WHAT IS EXPECTED: Retype, without alteration, each line from the line containing "One point rides on each instance of the front license" to the final line of the records.

[Point-based annotation data]

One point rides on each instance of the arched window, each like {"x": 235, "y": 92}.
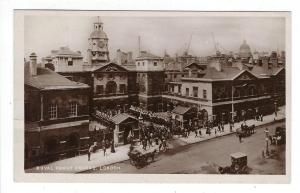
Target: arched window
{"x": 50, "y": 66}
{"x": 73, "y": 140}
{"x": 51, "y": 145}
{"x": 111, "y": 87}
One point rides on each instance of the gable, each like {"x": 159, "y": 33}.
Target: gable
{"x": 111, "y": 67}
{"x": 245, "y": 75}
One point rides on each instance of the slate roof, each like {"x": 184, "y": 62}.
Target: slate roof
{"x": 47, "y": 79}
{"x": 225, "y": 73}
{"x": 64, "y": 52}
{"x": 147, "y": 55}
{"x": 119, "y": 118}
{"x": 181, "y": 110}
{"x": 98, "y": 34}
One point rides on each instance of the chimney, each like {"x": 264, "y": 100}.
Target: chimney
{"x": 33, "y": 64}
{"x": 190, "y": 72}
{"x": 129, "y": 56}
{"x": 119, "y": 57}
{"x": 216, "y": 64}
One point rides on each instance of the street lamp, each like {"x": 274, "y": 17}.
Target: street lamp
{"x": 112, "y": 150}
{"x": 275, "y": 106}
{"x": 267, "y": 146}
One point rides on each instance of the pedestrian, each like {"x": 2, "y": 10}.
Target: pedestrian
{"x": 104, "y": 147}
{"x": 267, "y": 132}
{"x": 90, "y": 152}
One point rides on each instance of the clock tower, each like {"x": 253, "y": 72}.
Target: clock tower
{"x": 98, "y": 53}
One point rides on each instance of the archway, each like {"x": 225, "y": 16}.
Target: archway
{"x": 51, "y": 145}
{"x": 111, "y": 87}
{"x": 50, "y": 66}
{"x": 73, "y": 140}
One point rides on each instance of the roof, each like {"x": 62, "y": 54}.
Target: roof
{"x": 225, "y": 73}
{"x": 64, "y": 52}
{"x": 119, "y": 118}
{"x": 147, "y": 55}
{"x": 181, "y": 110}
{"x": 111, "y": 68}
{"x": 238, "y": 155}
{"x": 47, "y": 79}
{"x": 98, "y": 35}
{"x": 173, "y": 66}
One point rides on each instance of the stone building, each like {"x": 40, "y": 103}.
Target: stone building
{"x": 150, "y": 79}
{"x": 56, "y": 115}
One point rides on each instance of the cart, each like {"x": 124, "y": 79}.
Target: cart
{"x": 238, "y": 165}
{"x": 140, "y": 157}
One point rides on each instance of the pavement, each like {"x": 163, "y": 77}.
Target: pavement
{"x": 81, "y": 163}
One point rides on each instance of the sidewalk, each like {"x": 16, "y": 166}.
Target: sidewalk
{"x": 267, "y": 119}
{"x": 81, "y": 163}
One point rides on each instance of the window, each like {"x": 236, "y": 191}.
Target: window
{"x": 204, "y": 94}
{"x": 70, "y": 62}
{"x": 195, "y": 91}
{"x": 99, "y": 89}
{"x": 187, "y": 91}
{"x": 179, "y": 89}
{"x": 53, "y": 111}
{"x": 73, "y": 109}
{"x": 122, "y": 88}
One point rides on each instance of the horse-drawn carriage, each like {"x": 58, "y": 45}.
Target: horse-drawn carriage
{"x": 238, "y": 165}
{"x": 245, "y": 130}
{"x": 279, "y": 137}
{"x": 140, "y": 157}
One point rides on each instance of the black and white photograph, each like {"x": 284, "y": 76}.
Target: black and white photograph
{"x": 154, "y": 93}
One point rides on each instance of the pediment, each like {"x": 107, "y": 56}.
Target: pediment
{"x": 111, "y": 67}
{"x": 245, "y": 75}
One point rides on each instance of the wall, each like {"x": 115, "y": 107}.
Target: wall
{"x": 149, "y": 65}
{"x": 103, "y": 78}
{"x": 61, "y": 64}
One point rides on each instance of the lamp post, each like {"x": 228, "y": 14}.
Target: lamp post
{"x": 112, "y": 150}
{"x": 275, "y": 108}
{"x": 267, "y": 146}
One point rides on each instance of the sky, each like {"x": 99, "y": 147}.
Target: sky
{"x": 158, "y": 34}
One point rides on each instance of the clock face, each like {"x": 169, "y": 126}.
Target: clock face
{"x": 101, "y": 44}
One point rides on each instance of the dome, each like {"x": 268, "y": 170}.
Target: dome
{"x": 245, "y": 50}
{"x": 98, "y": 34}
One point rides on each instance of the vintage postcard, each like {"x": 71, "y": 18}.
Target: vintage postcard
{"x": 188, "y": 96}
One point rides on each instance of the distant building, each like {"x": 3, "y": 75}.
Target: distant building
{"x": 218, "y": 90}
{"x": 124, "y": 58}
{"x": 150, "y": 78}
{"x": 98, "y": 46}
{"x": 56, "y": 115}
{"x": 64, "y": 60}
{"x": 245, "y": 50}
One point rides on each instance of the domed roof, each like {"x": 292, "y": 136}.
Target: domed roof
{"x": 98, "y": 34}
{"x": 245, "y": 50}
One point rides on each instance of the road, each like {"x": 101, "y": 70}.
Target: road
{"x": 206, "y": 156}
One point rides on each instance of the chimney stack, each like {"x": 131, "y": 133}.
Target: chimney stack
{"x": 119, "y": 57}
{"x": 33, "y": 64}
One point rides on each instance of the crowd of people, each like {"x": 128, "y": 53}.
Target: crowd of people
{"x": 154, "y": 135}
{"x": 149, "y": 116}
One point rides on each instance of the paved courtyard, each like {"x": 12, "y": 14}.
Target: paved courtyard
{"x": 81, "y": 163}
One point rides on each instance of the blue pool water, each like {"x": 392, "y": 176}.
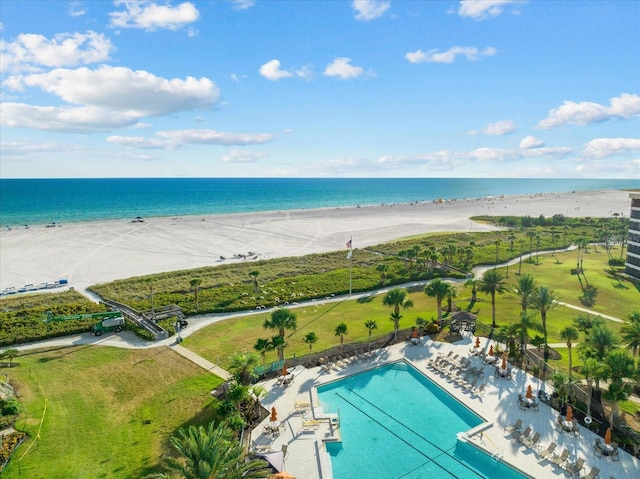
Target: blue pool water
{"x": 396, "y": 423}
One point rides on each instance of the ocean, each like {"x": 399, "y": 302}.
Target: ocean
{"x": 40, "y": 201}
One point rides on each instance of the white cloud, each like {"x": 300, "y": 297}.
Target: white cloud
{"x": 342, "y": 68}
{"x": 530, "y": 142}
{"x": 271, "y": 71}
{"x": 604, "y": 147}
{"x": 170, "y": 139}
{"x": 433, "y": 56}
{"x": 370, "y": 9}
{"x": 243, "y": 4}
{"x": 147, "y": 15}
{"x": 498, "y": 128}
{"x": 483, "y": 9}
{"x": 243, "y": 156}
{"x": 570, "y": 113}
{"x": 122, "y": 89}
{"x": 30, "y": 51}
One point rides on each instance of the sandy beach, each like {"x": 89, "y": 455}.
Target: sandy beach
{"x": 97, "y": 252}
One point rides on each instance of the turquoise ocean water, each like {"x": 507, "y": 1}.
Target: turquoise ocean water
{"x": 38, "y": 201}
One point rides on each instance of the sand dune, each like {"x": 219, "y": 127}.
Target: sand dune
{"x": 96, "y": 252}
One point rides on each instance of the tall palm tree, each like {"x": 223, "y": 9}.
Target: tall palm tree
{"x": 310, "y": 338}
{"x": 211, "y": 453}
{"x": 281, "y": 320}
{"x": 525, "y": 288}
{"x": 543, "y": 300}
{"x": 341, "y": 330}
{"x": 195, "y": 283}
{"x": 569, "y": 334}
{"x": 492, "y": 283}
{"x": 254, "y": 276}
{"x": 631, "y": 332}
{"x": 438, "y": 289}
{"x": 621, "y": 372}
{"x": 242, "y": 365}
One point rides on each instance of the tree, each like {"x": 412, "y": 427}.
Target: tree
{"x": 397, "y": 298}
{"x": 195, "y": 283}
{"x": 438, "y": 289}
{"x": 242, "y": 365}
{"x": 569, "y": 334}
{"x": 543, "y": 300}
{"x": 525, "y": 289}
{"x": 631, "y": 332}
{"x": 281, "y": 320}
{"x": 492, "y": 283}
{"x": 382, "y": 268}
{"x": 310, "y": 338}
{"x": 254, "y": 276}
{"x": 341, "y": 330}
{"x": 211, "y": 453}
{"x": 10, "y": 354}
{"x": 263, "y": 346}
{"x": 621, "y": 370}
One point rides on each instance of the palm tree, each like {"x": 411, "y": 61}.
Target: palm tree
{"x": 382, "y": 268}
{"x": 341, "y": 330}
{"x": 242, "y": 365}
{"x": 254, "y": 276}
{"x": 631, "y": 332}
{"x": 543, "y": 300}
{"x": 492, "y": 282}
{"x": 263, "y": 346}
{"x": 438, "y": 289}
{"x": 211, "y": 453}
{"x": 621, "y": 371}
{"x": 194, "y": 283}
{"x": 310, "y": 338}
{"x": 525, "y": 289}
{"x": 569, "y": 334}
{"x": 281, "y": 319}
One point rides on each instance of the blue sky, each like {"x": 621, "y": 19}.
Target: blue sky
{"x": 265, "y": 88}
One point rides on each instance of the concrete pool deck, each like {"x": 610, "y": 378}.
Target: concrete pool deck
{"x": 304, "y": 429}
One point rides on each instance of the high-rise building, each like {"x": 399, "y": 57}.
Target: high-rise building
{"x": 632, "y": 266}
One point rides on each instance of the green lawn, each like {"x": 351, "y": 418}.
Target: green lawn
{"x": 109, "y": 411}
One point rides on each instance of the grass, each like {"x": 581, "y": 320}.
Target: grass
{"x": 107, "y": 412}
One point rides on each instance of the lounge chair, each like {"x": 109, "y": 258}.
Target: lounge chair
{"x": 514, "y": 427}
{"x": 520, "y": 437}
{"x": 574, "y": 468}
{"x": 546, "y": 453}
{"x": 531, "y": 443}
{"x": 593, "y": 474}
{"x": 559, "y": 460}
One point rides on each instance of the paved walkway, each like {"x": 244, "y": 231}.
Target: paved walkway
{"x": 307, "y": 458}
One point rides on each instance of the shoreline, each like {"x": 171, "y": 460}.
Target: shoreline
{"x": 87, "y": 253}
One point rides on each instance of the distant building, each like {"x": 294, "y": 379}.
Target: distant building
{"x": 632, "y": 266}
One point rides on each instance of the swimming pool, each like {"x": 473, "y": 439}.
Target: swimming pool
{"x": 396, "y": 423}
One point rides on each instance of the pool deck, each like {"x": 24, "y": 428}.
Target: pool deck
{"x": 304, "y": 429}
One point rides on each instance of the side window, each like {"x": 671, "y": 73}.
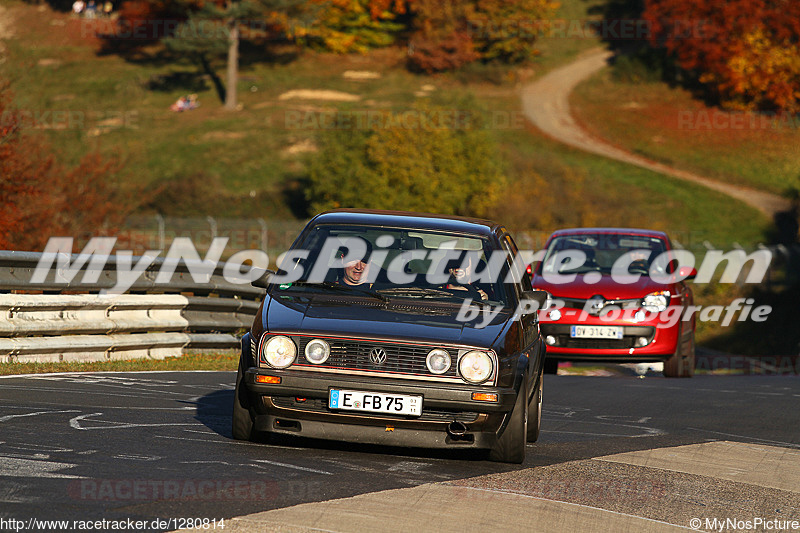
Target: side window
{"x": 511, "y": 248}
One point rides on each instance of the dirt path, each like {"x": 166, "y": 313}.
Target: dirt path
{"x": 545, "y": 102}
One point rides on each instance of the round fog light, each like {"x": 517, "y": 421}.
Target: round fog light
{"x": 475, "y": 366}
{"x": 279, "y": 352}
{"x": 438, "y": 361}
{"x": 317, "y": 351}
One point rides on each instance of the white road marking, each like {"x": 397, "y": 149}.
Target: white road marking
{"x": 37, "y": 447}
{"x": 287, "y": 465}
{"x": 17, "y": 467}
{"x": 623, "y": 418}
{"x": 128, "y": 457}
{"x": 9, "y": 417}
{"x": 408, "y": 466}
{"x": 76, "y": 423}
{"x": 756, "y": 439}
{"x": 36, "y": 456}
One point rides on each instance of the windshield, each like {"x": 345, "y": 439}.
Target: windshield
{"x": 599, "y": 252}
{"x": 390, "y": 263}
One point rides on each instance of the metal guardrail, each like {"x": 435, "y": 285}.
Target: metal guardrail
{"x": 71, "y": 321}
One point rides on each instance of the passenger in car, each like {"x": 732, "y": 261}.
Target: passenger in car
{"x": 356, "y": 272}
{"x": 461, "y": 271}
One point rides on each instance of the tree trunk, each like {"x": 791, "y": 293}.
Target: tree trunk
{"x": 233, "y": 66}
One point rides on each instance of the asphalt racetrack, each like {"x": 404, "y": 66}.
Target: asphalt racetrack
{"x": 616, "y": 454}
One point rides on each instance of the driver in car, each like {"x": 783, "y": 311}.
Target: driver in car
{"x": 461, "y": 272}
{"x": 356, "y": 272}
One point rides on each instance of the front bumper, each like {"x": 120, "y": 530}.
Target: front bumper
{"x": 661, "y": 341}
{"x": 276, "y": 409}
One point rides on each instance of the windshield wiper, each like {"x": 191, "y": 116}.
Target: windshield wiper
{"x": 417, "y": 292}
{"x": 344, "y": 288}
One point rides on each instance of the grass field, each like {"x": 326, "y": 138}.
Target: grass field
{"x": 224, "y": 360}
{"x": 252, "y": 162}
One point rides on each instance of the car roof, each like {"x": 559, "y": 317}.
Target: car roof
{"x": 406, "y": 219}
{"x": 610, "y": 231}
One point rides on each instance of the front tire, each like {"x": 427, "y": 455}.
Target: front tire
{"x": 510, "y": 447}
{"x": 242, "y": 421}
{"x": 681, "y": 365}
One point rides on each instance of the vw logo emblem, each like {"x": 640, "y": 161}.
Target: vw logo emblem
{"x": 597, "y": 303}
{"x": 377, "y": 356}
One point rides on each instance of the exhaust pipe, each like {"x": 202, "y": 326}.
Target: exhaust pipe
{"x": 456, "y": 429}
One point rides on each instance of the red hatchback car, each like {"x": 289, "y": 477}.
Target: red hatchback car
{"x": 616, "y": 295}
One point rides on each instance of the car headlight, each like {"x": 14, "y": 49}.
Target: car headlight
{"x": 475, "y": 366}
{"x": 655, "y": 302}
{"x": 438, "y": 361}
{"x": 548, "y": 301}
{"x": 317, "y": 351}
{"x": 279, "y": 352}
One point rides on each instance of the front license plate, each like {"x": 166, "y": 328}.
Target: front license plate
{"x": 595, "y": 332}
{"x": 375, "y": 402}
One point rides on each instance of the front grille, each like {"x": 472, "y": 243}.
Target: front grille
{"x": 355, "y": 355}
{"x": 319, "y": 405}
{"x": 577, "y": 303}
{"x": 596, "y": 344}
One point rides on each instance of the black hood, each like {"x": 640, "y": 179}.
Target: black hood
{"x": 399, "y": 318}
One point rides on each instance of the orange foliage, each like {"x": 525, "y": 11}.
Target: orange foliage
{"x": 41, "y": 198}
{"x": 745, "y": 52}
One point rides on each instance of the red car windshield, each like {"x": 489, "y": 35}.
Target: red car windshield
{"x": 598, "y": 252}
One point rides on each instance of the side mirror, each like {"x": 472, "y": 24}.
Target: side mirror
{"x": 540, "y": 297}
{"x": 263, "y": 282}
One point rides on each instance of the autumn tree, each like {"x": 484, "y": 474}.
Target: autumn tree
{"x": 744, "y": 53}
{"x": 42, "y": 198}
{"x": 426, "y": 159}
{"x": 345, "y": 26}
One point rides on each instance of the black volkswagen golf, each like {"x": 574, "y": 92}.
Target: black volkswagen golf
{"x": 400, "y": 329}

ANSWER BELOW:
One point rides on each instance of the front license plate, each like {"x": 166, "y": 328}.
Target: front license plate
{"x": 595, "y": 332}
{"x": 375, "y": 402}
One point rides on each instance of the front grille, each like {"x": 472, "y": 243}.
Target: front grille
{"x": 355, "y": 355}
{"x": 319, "y": 405}
{"x": 577, "y": 303}
{"x": 596, "y": 344}
One point rides on each instance of the black hood, each like {"x": 640, "y": 179}.
Target: black hood
{"x": 399, "y": 318}
One point rides on each instance of the orange foliage, each like {"x": 525, "y": 11}.
Target: orange foliage
{"x": 41, "y": 198}
{"x": 745, "y": 52}
One point rides on each instance of the red car windshield, each like {"x": 489, "y": 35}.
Target: red car windshield
{"x": 598, "y": 252}
One point rides on each instance of the side mirror, each like {"x": 472, "y": 24}.
Target: side mirror
{"x": 540, "y": 297}
{"x": 263, "y": 282}
One point rides on each instance of the autumn tree, each like {"x": 484, "y": 474}.
Target: autumn tree
{"x": 744, "y": 53}
{"x": 42, "y": 198}
{"x": 426, "y": 159}
{"x": 345, "y": 26}
One point rides on each instance of the black volkswagen golf, each like {"x": 574, "y": 92}.
Target: black volkswagen golf
{"x": 400, "y": 329}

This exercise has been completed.